WHAT TO DO ▸
Answer these questions from the excerpt on Indian business leaders below:
1. According to Gopalakrishnan, what is the Indian manager's intellectual tradition, his "y-axis"?
2. How long was the study of Indian business leaders?
3. How do Indian business leaders view people, according to the first element of managing?

[START OF EXCERPT PROVIDED]

Written by Peter Cappelli, Harbir Singh, Jitendra Singh and Michael Useem, 04.14.10, 01:23 PM EDT

It holds lessons for those who do business in the U.S.

“For the Indian manager,” Gopalakrishnan explained, “his intellectual tradition, his y-axis, is Anglo-American, and his action vector, his x-axis, is in the Indian ethos. Many foreigners come to India, they talk to Indian managers and they find them very articulate, very analytical, very smart, very intelligent–and then they can’t for the life of them figure out why the Indian manager can’t do what is prescribed by the analysis.”

We have found from our two-year study of Indian business leaders that their “x-axis” is defined by four distinctive elements of managing:

1.Holistic engagement with employees. Indian business leaders see their firms as organic enterprises, where sustaining employee morale and building company culture are critical obligations and the very foundations of their success. People are viewed as assets to be developed, not costs to be reduced.

2.Improvisation and adaptability. Improvisation and adaptability are also at the heart of the India way. In a complex, often volatile environment with few resources and maddening red tape, business leaders learn to rely on their wits to circumvent the innumerable hurdles they recurrently confront. Anyone who has seen outdated equipment nursed along a generation after its expected lifetime with retrofitted spare parts and jerry-rigged solutions has witnessed this in action.

[END OF EXCERPT PROVIDED]
[START OF SUPPLIED MATERIAL]

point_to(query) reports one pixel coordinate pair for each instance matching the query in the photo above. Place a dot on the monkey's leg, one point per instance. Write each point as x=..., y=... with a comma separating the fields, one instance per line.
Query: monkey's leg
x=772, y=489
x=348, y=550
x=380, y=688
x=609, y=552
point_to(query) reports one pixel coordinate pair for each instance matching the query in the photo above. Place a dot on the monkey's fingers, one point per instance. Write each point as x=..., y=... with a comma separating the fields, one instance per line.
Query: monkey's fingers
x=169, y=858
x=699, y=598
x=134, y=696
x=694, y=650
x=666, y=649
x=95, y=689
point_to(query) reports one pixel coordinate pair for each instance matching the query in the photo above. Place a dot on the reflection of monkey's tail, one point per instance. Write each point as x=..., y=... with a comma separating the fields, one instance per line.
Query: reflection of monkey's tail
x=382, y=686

[END OF SUPPLIED MATERIAL]

EXERCISE RESULT ▸
1. Anglo-American.
2. Two years.
3. As assets to be developed, not costs to be reduced.